* VORLIEGENDER TEXT

________________

Haltestellen erzählen Geschichten
Unter dem Titel „Schöner warten“ können sich Buskunden an Aushängen über die Historie ihrer Haltepunkte informieren.
Hilden. Zugegeben: Ein wenig klein sind sie schon, die DINA 4 Zettel in den Vitrinen der Bushaltestellen. „Das sind Sachzwänge“ bedauert Rheinbahnsprecher Eckhard Lander. „Die Vitrinen für die Fahrpläne haben eine bestimmte Größe und müssen ja auch noch die Fahrpläne beherbergen.“ Ein Jahr hat es gedauert, insgesamt elf Haltestellen auf Hildener Stadtgebiet mit Geschichten aufzuwerten. Jetzt sind sie da.

________________

* DATENAUFLISTUNG
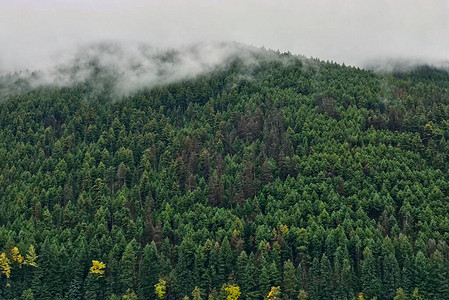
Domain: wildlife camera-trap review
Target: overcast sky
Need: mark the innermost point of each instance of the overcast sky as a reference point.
(32, 33)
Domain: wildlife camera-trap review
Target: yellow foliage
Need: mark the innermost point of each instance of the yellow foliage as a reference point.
(160, 288)
(16, 256)
(232, 291)
(97, 268)
(5, 265)
(275, 293)
(30, 257)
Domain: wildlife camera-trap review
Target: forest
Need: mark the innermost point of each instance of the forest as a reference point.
(281, 178)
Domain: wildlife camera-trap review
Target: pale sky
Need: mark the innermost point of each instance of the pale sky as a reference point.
(34, 33)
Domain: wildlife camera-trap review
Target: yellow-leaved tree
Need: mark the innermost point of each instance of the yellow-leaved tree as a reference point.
(97, 268)
(160, 288)
(16, 256)
(232, 291)
(275, 293)
(5, 265)
(30, 257)
(13, 258)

________________

* AUFGABENSTELLUNG
- a) Wiederholen Sie den Abschnitt aus dem Text über die Hildener Haltestellen wortgetreu: Beginnen Sie bei den Worten „Hilden. Zugegeben: Ein“ und hören Sie nach „sind sie da.“ auf.
- b) Wie viele Haltestellen auf Hildener Stadtgebiet wurden laut dem Text über die Hildener Haltestellen mit Geschichten aufgewertet?
Die Daten stammen aus einer anderen Quelle als der Text.

* LÖSUNGEN JE AUFGABE
- a)
Hilden. Zugegeben: Ein wenig klein sind sie schon, die DINA 4 Zettel in den Vitrinen der Bushaltestellen. „Das sind Sachzwänge“ bedauert Rheinbahnsprecher Eckhard Lander. „Die Vitrinen für die Fahrpläne haben eine bestimmte Größe und müssen ja auch noch die Fahrpläne beherbergen.“ Ein Jahr hat es gedauert, insgesamt elf Haltestellen auf Hildener Stadtgebiet mit Geschichten aufzuwerten. Jetzt sind sie da.

- b) Elf Haltestellen.